ZU ERLEDIGEN:
#1 Wie viel Versorgungsausgleich muss der Stabsfeldwebel laut dem Textabschnitt ab Beginn der Pension abführen?
#2 Gib bitte aus dem Textabschnitt alles von „Der Stabsfeldwebel zahlt“ bis hinunter zu „dem Bundeshaushalt zugute!“ erneut wieder und tausche dabei „Bundeshaushalt“ gegen „Staatshaushalt“ aus.

Frage an Agnieszka Brugger von Josef R. bezüglich Senioren

Sehr geehrter Fraur Abgeordnete Brugger,
ich wende mich an Sie als meine Wahlkreisabgeordnete mit einer Frage zum Versorgungsausgleich von Soldaten nach Scheidung.
Ein Beispiel: Die 30-jährige Ehe eines Stabsfeldwebel mit seiner vier Jahre jüngeren Ehefrau wird im Jahr seiner Zurruhesetzung (mit 54) geschieden. Von der Pension (2.194,67 EUR vor Steuern/ privater Krankenversicherung) wird ein Ehezeitanteil von ca. 1.940 € berücksichtigt, der eheanteilige Rentenanspruch der Ehefrau beträgt ca. 300 €. Er hat ab Beginn der Pension 820 € Versorgungsausgleich abzuführen. Nach Steuern verbleiben 1.280 € zum Bestreiten des Lebensunterhalts und der privaten Krankenversicherung. Bei Zugrundelegung der allgemeinen Altersgrenze für die Beamten läge der Ehezeitanteil nur 1.400 €, die Höhe des Versorgungsausgleichs 550 € und das Nettoeinkommen dann bei immerhin 1.600 €.
Der Stabsfeldwebel zahlt bis zu seinem statistischen Ableben (Sterbetafel statistisches Bundesamt) ca. 196.800 €. Seine Ehefrau erhält daraus mit Rentenbeginn (66 Jhr/10 Mon) bis zu ihrem statistischen Ableben ca. 118.000 €. Die Differenz von ca. 78.800 € kommt dem Bundeshaushalt zugute!

ENTNOMMENES MATERIAL:

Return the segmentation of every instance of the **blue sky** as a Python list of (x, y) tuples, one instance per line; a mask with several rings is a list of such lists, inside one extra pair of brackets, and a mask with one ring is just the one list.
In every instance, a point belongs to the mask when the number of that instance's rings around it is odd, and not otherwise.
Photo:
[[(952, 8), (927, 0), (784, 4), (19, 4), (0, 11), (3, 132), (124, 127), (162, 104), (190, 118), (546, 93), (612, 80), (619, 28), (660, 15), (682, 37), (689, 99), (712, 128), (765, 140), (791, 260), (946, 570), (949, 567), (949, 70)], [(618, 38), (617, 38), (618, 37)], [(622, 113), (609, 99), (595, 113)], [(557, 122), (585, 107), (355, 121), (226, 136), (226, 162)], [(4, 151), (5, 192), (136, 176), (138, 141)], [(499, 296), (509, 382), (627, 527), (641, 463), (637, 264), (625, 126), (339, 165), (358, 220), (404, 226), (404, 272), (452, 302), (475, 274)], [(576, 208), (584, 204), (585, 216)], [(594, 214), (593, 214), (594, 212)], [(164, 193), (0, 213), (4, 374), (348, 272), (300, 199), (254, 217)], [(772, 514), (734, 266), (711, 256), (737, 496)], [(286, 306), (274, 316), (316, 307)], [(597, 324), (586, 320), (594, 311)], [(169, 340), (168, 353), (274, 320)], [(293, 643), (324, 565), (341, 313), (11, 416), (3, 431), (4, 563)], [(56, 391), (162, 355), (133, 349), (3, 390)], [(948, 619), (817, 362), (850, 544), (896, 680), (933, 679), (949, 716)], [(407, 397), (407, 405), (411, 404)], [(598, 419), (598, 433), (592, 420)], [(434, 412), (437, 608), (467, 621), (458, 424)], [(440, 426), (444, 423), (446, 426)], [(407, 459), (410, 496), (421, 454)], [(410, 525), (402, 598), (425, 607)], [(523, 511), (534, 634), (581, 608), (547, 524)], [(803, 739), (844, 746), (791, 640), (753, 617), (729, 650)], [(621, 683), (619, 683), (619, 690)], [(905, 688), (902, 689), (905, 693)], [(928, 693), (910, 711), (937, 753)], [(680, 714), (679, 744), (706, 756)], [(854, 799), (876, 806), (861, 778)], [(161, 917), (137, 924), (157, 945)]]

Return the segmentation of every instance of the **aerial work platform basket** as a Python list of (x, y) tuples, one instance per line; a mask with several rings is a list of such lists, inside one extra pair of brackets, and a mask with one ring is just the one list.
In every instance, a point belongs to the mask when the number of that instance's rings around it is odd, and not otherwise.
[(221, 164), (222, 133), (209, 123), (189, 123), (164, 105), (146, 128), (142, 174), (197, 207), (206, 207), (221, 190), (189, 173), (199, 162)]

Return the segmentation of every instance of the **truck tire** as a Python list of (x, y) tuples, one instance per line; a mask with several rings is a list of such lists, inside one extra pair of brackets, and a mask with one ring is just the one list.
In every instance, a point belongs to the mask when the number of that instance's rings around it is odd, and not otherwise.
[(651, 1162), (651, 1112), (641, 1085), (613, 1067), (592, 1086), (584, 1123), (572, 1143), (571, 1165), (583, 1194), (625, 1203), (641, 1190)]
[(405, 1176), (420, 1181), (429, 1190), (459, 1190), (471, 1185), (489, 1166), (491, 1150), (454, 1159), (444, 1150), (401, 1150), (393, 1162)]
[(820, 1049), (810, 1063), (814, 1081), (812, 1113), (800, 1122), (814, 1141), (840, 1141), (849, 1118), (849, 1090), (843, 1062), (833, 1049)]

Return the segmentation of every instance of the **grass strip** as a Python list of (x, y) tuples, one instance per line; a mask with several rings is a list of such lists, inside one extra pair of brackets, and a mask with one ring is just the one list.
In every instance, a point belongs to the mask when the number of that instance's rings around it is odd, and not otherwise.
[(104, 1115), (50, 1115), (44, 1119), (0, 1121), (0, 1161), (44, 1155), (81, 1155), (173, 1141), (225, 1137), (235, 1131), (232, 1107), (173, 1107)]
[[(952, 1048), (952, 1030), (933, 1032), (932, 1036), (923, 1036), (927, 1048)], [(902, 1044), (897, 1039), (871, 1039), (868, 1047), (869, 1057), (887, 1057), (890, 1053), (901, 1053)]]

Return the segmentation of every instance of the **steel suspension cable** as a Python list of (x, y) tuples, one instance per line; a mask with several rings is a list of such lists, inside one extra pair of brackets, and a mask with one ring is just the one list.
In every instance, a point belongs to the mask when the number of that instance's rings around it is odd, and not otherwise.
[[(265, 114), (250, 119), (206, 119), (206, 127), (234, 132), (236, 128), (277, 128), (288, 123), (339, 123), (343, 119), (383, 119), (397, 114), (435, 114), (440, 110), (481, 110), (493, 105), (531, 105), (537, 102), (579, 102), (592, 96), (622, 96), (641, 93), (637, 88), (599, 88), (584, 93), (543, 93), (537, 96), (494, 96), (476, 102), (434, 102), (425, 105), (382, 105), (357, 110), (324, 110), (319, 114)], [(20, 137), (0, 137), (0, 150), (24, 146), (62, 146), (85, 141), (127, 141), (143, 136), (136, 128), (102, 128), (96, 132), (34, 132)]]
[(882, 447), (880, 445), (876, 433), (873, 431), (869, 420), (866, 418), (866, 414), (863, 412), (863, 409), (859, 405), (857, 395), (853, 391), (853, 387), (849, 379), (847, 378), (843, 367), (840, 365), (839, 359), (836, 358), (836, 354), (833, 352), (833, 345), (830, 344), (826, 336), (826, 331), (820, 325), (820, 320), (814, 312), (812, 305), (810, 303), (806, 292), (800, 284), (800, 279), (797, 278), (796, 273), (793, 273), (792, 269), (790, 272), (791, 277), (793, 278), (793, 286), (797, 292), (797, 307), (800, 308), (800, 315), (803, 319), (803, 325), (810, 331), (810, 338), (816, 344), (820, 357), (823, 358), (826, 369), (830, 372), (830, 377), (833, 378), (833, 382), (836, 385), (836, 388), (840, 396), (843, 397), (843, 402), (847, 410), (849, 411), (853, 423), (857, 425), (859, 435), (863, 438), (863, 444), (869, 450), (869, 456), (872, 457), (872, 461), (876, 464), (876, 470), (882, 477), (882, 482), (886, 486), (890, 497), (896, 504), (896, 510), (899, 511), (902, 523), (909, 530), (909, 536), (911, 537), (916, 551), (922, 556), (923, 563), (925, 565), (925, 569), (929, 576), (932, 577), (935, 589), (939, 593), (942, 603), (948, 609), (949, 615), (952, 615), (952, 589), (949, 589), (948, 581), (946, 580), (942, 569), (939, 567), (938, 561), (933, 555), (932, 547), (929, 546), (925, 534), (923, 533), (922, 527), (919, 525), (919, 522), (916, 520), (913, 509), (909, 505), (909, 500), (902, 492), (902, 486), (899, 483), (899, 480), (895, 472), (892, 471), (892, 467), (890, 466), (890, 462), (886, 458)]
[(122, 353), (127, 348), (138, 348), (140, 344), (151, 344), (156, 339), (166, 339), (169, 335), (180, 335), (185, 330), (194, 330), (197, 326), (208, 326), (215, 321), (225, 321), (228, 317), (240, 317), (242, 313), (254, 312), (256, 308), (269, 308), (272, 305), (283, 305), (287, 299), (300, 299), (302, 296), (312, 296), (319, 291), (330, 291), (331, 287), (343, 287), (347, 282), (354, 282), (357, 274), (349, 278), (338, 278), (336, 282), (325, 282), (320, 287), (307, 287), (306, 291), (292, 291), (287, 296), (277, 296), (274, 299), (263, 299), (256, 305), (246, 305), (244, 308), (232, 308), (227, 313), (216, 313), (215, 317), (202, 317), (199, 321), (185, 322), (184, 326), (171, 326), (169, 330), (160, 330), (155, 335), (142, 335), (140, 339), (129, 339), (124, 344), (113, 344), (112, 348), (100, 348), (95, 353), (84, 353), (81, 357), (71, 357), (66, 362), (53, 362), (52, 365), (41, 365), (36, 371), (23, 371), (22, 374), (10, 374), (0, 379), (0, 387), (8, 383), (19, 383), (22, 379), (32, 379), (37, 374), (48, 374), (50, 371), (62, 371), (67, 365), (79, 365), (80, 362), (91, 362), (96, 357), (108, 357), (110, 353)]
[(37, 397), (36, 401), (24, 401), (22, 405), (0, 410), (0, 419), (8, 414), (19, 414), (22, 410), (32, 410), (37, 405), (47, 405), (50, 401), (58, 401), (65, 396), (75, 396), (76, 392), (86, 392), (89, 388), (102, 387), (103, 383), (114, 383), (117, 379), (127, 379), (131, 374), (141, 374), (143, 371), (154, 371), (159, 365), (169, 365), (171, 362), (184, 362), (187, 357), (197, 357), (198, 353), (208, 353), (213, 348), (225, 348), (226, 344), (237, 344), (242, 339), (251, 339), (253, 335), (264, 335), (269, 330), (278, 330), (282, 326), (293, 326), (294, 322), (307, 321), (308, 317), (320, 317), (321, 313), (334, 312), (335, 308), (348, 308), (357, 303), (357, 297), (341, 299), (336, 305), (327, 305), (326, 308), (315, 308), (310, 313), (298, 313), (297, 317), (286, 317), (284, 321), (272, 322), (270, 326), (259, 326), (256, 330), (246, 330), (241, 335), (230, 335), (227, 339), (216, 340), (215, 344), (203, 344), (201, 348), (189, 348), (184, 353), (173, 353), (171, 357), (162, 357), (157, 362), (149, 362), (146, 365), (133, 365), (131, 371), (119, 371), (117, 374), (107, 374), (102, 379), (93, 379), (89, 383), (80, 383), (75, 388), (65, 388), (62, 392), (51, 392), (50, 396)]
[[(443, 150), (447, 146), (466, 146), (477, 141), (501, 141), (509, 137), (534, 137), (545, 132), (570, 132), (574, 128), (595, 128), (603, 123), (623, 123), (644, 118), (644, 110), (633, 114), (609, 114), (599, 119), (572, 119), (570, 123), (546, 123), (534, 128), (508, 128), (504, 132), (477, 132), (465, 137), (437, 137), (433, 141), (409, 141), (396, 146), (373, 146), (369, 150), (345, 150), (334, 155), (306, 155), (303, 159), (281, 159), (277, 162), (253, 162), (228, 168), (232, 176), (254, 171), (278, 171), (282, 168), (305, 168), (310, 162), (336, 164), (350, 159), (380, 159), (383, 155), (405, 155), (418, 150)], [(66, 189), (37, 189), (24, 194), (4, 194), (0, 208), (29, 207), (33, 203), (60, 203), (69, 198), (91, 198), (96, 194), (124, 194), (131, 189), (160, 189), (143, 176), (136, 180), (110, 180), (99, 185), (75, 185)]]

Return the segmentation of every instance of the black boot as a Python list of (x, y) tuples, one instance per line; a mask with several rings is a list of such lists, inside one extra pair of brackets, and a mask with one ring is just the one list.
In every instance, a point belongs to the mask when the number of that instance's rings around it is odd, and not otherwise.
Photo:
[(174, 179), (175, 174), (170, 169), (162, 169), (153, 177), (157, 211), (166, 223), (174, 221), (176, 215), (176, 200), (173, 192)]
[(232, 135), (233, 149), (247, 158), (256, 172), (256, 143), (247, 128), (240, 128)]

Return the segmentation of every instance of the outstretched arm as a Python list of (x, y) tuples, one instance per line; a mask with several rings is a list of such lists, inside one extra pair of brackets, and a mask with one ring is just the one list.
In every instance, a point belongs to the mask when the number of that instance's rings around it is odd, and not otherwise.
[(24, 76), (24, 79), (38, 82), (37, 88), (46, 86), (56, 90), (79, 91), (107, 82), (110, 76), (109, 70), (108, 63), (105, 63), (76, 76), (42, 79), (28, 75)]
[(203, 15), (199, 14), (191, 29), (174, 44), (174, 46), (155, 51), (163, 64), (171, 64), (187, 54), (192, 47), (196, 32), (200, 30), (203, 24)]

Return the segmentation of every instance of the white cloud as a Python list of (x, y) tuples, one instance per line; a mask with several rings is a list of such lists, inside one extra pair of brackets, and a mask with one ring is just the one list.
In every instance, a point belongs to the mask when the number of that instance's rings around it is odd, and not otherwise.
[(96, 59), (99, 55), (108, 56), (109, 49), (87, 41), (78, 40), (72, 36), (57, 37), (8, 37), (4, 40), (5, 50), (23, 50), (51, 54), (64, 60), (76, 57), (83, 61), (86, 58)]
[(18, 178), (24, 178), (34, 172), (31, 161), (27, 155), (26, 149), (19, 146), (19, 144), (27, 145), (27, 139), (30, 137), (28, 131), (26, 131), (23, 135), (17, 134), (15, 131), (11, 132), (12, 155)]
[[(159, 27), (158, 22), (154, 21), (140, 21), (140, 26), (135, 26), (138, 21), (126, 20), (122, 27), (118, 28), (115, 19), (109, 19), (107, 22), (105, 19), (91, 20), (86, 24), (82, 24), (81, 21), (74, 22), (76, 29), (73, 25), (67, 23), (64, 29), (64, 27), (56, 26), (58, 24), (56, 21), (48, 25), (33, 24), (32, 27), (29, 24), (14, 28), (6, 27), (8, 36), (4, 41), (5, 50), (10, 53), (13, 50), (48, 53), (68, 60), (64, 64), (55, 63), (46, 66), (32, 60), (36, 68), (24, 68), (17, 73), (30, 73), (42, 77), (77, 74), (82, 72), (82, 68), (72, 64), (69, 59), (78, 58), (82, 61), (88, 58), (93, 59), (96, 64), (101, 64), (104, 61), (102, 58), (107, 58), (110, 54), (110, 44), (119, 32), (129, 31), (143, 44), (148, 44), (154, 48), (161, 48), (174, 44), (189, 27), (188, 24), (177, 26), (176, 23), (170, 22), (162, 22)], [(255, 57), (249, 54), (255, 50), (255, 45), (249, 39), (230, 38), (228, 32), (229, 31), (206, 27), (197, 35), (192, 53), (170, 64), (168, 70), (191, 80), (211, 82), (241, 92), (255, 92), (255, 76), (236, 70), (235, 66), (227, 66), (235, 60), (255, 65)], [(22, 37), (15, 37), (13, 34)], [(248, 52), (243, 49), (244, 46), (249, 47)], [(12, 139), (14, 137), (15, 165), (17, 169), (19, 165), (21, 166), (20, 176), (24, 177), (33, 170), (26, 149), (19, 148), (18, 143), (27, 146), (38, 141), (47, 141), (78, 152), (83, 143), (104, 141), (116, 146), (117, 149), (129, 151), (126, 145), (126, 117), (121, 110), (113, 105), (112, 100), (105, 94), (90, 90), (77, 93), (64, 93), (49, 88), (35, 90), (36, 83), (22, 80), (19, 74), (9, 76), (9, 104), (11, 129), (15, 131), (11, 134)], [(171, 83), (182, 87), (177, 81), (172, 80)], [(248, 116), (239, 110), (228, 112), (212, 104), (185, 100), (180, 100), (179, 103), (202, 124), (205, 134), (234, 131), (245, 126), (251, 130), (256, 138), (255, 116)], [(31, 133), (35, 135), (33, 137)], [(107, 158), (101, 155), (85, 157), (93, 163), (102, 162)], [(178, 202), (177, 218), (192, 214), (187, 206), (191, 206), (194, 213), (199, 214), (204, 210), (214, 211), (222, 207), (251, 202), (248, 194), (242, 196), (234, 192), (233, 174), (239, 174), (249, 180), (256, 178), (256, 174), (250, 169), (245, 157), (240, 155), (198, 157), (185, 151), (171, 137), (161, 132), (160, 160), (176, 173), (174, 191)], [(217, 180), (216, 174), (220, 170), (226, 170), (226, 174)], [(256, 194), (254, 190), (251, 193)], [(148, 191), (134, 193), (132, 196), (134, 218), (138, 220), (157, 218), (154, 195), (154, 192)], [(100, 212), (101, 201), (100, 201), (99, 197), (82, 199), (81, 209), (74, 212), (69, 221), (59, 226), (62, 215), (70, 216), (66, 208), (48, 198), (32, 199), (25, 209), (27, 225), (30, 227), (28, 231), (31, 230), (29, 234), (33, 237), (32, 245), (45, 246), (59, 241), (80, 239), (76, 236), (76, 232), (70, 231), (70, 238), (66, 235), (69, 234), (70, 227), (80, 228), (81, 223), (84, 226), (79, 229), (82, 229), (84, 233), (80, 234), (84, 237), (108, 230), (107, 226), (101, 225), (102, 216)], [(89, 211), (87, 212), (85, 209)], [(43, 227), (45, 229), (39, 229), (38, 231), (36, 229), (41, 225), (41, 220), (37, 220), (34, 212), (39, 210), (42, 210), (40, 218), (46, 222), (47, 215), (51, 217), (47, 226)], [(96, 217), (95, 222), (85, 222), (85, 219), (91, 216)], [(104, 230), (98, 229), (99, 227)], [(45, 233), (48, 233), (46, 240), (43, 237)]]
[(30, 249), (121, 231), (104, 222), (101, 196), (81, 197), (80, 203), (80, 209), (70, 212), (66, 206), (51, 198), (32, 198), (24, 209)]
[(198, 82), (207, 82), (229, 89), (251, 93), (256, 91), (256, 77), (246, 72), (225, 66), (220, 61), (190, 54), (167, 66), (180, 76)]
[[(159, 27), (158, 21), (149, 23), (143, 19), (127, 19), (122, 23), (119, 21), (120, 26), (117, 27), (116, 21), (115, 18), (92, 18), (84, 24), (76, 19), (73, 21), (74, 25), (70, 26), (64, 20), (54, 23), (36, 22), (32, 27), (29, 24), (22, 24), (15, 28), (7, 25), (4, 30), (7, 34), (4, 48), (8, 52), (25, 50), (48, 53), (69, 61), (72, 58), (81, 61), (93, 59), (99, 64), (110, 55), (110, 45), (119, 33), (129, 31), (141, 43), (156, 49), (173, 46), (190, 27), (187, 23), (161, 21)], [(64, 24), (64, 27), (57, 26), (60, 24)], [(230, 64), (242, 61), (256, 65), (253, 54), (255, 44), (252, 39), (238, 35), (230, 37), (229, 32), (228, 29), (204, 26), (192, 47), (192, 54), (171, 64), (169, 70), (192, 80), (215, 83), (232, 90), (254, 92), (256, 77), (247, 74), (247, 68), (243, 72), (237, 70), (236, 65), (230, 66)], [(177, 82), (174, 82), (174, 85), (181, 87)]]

ANTWORTEN JE AUFGABE:
#1 820 €

#2
Der Stabsfeldwebel zahlt bis zu seinem statistischen Ableben (Sterbetafel statistisches Bundesamt) ca. 196.800 €. Seine Ehefrau erhält daraus mit Rentenbeginn (66 Jhr/10 Mon) bis zu ihrem statistischen Ableben ca. 118.000 €. Die Differenz von ca. 78.800 € kommt dem Staatshaushalt zugute!